## What is required
Every record below must come back exactly as given.

## Collected data
*** Begin section ***
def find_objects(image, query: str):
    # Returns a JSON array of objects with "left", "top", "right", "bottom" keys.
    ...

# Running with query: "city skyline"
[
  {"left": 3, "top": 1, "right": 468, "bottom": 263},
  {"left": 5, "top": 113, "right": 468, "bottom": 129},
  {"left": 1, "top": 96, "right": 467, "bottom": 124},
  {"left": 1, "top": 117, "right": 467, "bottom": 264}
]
*** End section ***
## Task output
def find_objects(image, query: str):
    # Returns a JSON array of objects with "left", "top", "right", "bottom" keys.
    ...

# Running with query: "city skyline"
[
  {"left": 3, "top": 1, "right": 468, "bottom": 263},
  {"left": 5, "top": 113, "right": 468, "bottom": 129},
  {"left": 1, "top": 96, "right": 467, "bottom": 124},
  {"left": 1, "top": 117, "right": 467, "bottom": 264}
]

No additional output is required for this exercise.